EXCERPT PROVIDED>
Notice that the board layout for the 3dB and 5dB couplers is different from that of the 10dB and 20dB couplers. The
test board for the 3dB and 5dB couplers has all four traces interfacing with the coupler at the same angle. The test
board for the 10dB and 20dB couplers has two traces approaching at one angle and the other two traces at a different
angle. The entry angle of the traces has a significant impact on the RF performance and these parts have
been optimized for the layout used on the test boards shown below.
10 & 20dB Test Board 3 & 5dB Test Board
Testing Sample Parts Supplied on Anaren Test Boards
If you have received a coupler installed on an Anaren produced microstrip test board, please remember to remove the
loss of the test board from the measured data. The loss is small enough that it is not of concern for Return Loss and
Isolation/Directivity, but it should certainly be considered when measuring coupling and calculating the insertion loss
of the coupler. An S-parameter file for a “Thru” board (see description of “Thru” board above) will be supplied upon
request. As a first order approximation, one should consider the following loss estimates:
Frequency Band Avg. Ins. Loss of Test Board @ 25°C
800 – 1000 MHz ~ 0.07dB
1700 – 2300 MHz ~ 0.12dB
For example, a 1900MHz, 10dB coupler on a test board may measure –10.30dB from input to the coupled port at
some frequency, F1. When the loss of the test board is removed, the coupling at F1 becomes -10.18dB (-10.30dB +
0.12dB). This compensation must be made to both the coupled and direct path measurements when calculating
insertion loss.

SET TASK 1>
In the coupler test board excerpt, what is the approximate average insertion loss of the test board in the 1700 – 2300 MHz band at 25°C?
SET TASK 2>
Swap "traces" for "lines" in the coupler test board excerpt, restating the passage starting at "Notice that the" and ending at "boards shown below.".

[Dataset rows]

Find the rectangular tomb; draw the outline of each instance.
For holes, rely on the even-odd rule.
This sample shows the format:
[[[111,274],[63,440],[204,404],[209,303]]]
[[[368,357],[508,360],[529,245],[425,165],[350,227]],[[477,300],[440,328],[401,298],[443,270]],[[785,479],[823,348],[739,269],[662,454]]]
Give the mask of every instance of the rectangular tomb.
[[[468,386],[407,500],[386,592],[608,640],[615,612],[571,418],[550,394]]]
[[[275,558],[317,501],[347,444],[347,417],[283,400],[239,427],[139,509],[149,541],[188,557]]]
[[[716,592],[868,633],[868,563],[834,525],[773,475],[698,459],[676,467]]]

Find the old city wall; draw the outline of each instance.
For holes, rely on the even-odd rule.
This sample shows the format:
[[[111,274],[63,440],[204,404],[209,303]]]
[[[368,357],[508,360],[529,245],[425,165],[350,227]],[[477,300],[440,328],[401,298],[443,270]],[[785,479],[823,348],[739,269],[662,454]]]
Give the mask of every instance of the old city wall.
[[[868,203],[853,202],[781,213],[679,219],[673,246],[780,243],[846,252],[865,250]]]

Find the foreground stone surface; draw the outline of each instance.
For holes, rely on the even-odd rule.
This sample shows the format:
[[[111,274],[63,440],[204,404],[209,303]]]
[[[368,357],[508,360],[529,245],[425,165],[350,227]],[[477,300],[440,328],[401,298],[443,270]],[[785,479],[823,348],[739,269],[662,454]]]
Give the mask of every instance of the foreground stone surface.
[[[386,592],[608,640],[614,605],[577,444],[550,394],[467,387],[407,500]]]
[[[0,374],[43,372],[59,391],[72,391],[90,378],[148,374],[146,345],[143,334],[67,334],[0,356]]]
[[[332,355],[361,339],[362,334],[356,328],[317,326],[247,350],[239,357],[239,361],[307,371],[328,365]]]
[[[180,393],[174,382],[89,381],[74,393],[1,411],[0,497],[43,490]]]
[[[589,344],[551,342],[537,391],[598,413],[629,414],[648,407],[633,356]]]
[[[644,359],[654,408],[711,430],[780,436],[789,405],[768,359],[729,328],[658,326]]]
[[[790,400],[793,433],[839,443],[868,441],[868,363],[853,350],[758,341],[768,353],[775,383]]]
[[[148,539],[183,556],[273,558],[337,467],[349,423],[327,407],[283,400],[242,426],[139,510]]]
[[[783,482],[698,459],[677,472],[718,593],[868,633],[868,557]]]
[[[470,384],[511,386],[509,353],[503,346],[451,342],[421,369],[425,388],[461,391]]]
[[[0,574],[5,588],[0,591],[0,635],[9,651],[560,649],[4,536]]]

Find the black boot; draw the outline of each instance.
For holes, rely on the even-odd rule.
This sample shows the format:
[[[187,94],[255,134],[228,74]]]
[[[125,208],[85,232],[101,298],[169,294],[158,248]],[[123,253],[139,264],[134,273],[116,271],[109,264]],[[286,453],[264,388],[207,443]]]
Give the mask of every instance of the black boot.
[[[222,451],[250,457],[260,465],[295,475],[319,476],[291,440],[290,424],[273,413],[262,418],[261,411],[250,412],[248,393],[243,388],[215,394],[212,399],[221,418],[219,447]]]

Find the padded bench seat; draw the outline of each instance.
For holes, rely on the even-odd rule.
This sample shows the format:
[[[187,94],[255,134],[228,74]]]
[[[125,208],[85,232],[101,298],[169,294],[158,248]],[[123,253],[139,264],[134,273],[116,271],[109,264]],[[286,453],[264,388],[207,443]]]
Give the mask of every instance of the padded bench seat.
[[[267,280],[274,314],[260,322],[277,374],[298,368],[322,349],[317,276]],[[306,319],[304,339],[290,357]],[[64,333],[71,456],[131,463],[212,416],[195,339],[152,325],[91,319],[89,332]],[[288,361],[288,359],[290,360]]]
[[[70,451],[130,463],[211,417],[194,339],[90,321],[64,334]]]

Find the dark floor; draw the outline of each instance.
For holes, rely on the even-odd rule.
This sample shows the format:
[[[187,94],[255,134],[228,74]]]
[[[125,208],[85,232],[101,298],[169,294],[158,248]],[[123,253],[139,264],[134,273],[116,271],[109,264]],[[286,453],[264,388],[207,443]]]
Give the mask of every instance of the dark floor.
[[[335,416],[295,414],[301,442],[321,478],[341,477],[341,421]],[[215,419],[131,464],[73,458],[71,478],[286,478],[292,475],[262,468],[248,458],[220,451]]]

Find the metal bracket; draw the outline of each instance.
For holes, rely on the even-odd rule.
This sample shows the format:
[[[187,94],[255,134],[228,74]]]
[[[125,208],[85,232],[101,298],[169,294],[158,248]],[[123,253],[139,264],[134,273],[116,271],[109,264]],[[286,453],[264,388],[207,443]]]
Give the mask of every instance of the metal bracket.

CORRECT OUTPUT 1>
About 0.12dB.

CORRECT OUTPUT 2>
Notice that the board layout for the 3dB and 5dB couplers is different from that of the 10dB and 20dB couplers. The
test board for the 3dB and 5dB couplers has all four lines interfacing with the coupler at the same angle. The test
board for the 10dB and 20dB couplers has two lines approaching at one angle and the other two lines at a different
angle. The entry angle of the lines has a significant impact on the RF performance and these parts have
been optimized for the layout used on the test boards shown below.